GOALS:
[a] Decide whether each statement agrees with the Airtel forum thread below. Answer yes or no for each, and quote the deciding words from the thread.
(i) SlashDK moved to the Turbo 30GB plan this month from a plan with a 6GB limit.
(ii) SlashDK has the problem only with the router supplied by Airtel.
(iii) Ishu Gupta reports trouble on the Turbo 30GB plan.
[b] Return everything in the Airtel forum thread from "2. I'm getting" down to "a DNS error).", copied without any changes.

TEXT PROVIDED:
[Start]
# Multiple problems with Airtel



## SlashDK (Aug 11, 2011)

Hi,

I'm using airtel Turbo 30GB plan with 4mbps speed. I switched to that plan from impatience 899(4mbps 6GB) this month and have been getting problems ever since.

1. Airtel seems to be throttling the download speed. While download torrents i can barely touch 30kbps with the exception of a few second long boosts of upto 200kbps. Till last month i was getting the full 500kbps on the same downloads. The story is similar for non-torrent downloads too. I'm getting 250kbps while watching videos online and speedtest.net works weirdly showing 8mbps sometimes.

2. I'm getting the DNS lookup failed error although the net starts working properly by itself in 10-15 minutes. I can still play counter-strike online though but can't surf the net(it confirms that it is a DNS error).

I'm using a beetel wifi router provided by airtel as well as a wireless n router from netgear. Both of them are giving the same problem. 

Please help.


----------



## Sarath (Aug 11, 2011)

Cybertonic said:


> Spoiler
> 
> 
> 
> ...



I am getting the same DNS lookup problem with airtel and switched to google.
Alls fine now.


----------



## SlashDK (Aug 11, 2011)

Are you having any throttling issues?


----------



## mavihs (Aug 11, 2011)

i'm also having probs in watching videos online!!!! 
will try changing my DNS!!!


----------



## asingh (Aug 12, 2011)

Airtel traffic shapes.


----------



## Ishu Gupta (Aug 12, 2011)

1) Use 'force encryption' from utorrent prrferences.
2) Use Google DNS.

I'm using the Turbo 30GB plan and all is working well.


----------
[End]
ENTRIES SHOWN:
[Start]
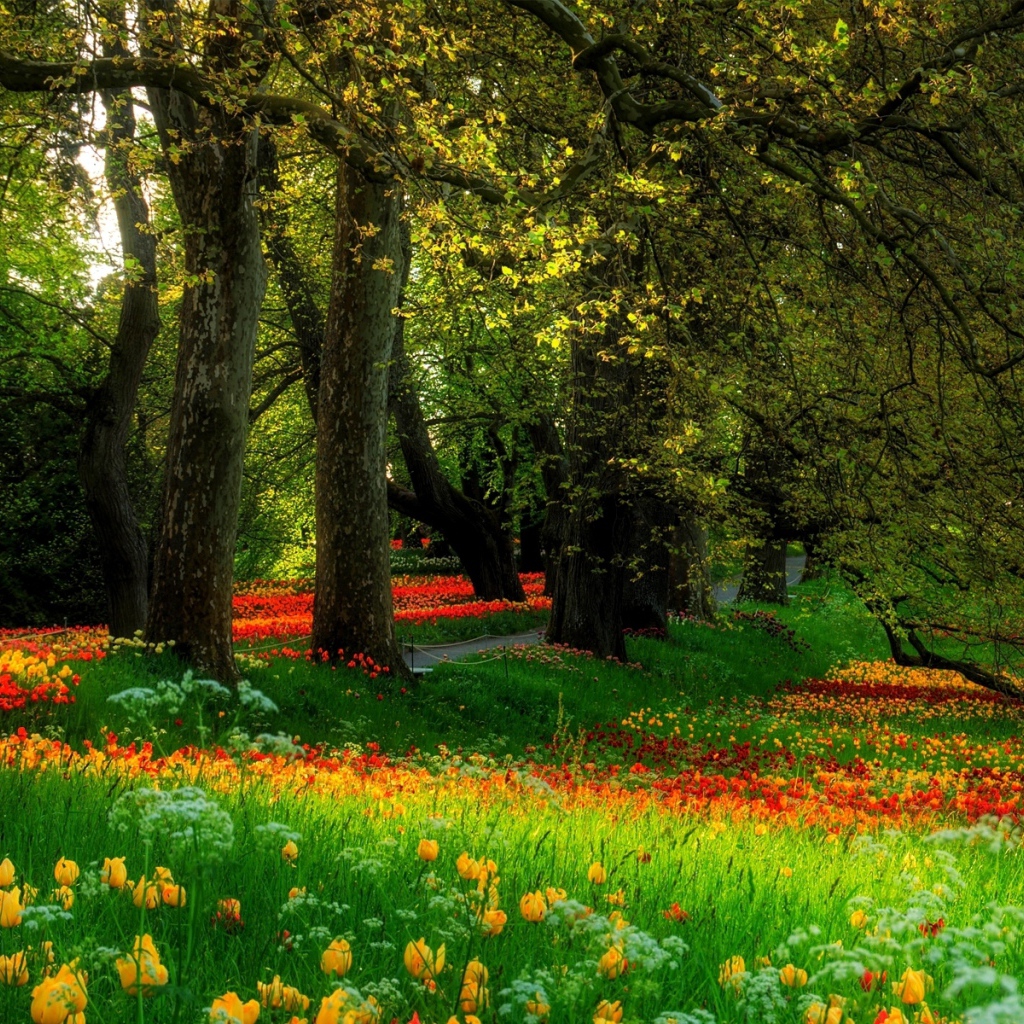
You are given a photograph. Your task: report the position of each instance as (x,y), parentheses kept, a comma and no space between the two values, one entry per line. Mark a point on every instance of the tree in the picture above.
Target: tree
(110,406)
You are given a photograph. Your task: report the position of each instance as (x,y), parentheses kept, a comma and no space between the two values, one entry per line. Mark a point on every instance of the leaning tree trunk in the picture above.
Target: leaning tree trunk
(101,465)
(645,597)
(764,573)
(554,474)
(474,531)
(692,593)
(596,518)
(214,183)
(352,607)
(814,566)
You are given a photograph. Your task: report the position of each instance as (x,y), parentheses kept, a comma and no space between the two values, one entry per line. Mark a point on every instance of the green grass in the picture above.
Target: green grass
(358,832)
(491,702)
(366,883)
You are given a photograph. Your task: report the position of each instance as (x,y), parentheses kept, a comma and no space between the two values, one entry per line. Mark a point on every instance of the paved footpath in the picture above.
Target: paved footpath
(422,658)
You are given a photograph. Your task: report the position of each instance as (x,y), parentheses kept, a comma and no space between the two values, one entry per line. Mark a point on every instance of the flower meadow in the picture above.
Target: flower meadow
(835,850)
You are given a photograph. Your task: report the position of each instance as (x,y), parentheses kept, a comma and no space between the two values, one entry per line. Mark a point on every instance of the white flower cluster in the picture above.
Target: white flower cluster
(255,699)
(184,818)
(43,915)
(763,997)
(528,989)
(169,697)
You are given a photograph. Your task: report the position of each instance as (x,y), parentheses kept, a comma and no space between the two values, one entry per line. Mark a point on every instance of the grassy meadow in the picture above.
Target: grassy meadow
(754,821)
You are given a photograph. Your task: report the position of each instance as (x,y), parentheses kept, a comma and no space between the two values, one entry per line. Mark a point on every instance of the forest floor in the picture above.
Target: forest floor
(757,820)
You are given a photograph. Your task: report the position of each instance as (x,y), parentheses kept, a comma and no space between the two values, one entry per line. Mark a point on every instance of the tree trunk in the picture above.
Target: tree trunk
(352,607)
(764,574)
(214,183)
(474,531)
(307,322)
(554,474)
(596,519)
(691,590)
(645,596)
(587,607)
(531,543)
(101,465)
(813,565)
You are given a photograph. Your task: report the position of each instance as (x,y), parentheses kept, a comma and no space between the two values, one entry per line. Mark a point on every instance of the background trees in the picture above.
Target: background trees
(752,266)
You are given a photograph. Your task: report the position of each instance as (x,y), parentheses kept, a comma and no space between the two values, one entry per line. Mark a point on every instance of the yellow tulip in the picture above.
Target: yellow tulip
(612,964)
(337,958)
(473,996)
(275,995)
(538,1007)
(532,907)
(793,977)
(912,987)
(492,922)
(818,1013)
(146,892)
(729,972)
(57,998)
(228,1009)
(173,895)
(422,963)
(334,1008)
(65,896)
(608,1013)
(66,872)
(114,872)
(141,968)
(10,908)
(475,971)
(13,970)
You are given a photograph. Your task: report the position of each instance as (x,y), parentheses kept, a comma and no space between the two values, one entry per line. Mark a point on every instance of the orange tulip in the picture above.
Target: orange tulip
(532,907)
(114,872)
(228,1009)
(337,958)
(142,967)
(13,970)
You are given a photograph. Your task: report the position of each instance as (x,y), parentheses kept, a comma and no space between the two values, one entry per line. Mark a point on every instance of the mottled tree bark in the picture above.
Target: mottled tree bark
(645,596)
(213,179)
(764,573)
(474,531)
(307,321)
(554,474)
(596,518)
(691,590)
(352,607)
(101,466)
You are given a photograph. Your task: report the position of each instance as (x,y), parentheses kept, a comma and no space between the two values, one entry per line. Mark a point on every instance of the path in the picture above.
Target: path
(726,590)
(422,657)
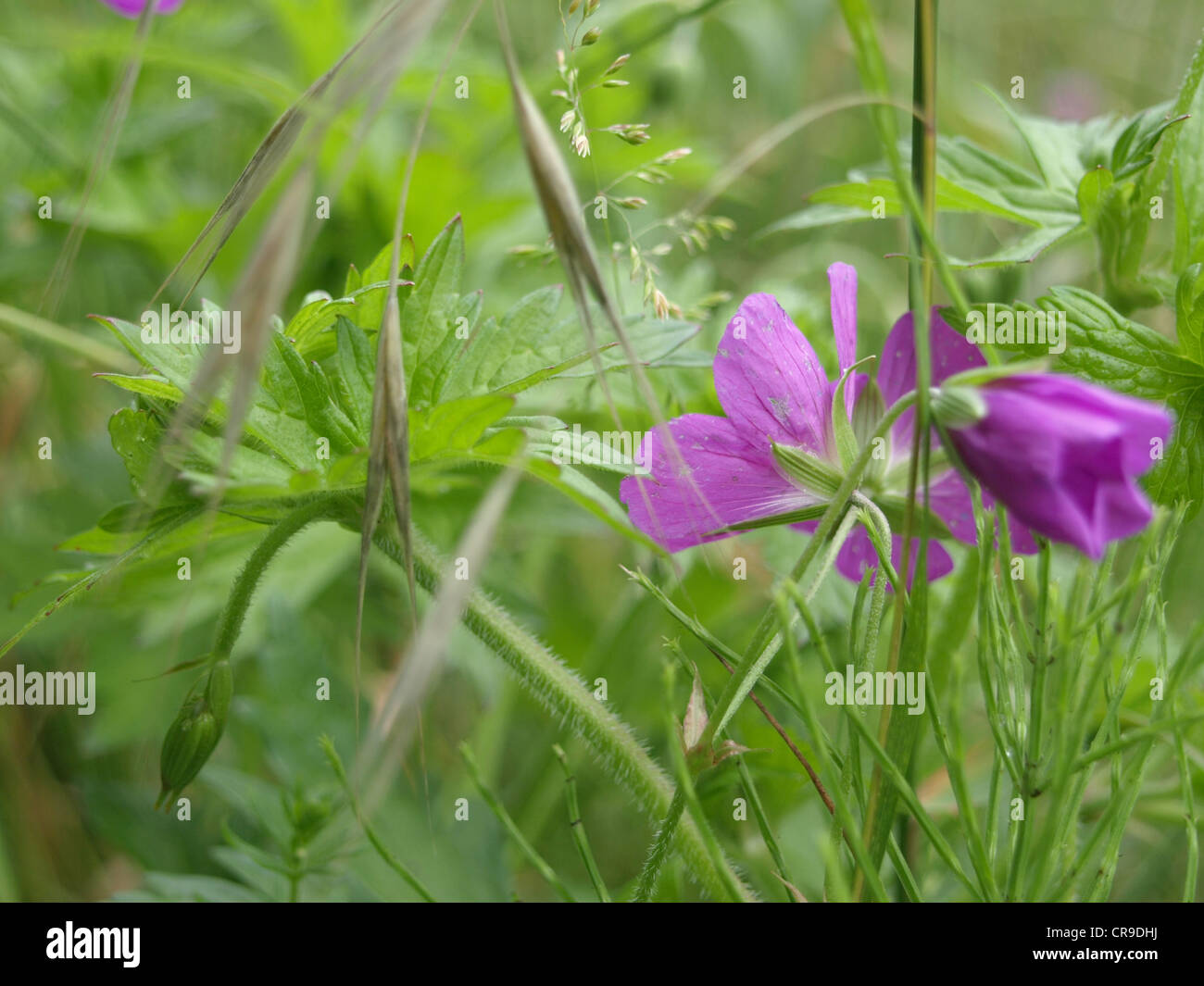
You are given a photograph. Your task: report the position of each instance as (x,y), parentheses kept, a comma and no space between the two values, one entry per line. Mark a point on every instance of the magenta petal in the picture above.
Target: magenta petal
(1062,454)
(133,7)
(950,500)
(715,480)
(843,281)
(950,351)
(858,555)
(770,381)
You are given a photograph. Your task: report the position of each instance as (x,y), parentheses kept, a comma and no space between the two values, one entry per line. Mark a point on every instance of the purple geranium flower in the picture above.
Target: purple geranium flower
(1059,453)
(133,7)
(774,392)
(1062,456)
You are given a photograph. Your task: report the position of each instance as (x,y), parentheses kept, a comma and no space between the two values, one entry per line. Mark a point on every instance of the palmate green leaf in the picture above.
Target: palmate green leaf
(1044,197)
(453,426)
(1188,187)
(429,316)
(1190,312)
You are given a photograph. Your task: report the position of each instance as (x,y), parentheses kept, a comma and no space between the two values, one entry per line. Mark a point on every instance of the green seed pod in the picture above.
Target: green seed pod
(195,732)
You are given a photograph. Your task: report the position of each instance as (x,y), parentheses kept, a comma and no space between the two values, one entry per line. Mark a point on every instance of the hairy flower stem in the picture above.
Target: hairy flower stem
(562,693)
(766,629)
(923,173)
(325,507)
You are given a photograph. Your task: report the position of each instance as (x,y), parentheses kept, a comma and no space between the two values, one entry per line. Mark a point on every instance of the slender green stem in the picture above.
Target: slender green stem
(578,828)
(512,829)
(562,693)
(660,852)
(377,842)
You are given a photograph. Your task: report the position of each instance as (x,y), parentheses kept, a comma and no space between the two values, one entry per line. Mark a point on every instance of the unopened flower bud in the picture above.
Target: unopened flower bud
(195,732)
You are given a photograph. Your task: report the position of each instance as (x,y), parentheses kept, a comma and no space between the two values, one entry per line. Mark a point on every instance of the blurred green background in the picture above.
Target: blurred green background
(76,791)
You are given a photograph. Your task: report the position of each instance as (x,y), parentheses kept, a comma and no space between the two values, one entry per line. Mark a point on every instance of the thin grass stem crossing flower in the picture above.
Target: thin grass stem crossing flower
(1060,454)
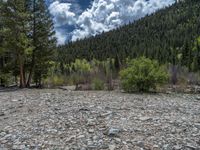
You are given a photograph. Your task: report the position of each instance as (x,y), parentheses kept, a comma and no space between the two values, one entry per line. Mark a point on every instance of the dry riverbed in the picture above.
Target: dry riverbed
(89,120)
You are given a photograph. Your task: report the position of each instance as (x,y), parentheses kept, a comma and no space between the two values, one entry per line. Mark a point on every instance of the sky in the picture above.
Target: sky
(77,19)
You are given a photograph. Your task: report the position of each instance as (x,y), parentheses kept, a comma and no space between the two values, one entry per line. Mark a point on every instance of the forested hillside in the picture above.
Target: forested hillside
(27,42)
(164,35)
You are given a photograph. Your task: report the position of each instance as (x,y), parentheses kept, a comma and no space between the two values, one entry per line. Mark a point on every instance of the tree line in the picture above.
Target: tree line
(168,36)
(27,41)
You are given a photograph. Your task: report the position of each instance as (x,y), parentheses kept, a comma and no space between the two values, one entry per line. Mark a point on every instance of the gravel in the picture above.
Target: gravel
(91,120)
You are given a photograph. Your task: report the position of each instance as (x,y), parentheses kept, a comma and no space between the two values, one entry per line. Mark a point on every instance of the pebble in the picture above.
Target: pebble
(90,120)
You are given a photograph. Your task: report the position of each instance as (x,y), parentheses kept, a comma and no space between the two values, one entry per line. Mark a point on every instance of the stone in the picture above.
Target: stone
(145,118)
(198,98)
(91,130)
(191,147)
(2,114)
(177,147)
(113,131)
(197,125)
(111,147)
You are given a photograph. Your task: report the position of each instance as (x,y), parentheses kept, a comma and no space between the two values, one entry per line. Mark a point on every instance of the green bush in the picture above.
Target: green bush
(97,84)
(142,74)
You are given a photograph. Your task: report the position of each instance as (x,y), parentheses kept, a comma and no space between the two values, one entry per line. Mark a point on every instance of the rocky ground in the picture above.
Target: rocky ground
(58,119)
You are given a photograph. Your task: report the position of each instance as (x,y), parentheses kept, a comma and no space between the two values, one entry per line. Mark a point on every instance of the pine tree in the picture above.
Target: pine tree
(43,40)
(16,30)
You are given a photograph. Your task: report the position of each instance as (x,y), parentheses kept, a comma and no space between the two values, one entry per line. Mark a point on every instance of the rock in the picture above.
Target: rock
(91,122)
(191,147)
(111,147)
(18,147)
(145,118)
(140,144)
(197,125)
(198,98)
(2,114)
(91,130)
(177,147)
(113,131)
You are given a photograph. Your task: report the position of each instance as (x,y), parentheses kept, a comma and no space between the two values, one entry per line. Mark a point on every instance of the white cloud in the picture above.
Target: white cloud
(62,14)
(104,15)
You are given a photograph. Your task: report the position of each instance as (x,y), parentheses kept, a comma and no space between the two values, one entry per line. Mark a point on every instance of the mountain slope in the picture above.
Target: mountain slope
(161,35)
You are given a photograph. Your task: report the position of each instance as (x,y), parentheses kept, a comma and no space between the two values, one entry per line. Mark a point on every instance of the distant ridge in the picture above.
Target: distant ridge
(154,36)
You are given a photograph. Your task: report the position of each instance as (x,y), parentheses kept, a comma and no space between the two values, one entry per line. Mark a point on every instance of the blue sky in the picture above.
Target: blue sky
(77,19)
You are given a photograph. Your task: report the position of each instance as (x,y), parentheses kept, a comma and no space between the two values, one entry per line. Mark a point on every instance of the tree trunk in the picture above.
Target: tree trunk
(31,71)
(22,77)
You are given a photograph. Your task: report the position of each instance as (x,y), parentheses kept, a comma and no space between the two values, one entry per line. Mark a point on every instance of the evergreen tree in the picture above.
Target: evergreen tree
(43,40)
(16,30)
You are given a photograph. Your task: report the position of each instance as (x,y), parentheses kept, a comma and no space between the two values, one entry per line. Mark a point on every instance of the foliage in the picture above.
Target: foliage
(142,74)
(154,36)
(27,41)
(81,66)
(97,84)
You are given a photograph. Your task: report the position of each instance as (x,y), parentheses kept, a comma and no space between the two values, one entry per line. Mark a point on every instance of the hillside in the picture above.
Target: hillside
(162,35)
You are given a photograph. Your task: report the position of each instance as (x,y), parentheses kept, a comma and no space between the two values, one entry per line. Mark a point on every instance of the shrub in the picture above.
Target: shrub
(142,74)
(97,84)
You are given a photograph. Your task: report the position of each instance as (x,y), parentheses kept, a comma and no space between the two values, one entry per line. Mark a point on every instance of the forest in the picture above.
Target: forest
(29,54)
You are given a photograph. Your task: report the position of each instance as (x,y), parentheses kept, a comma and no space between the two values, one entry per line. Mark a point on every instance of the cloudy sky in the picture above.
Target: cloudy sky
[End]
ANSWERS TO THE EXERCISES:
[a]
(i) Yes: "I switched to that plan from impatience 899(4mbps 6GB) this month"
(ii) No: "Both of them are giving the same problem."
(iii) No: "I'm using the Turbo 30GB plan and all is working well."

[b]
2. I'm getting the DNS lookup failed error although the net starts working properly by itself in 10-15 minutes. I can still play counter-strike online though but can't surf the net(it confirms that it is a DNS error).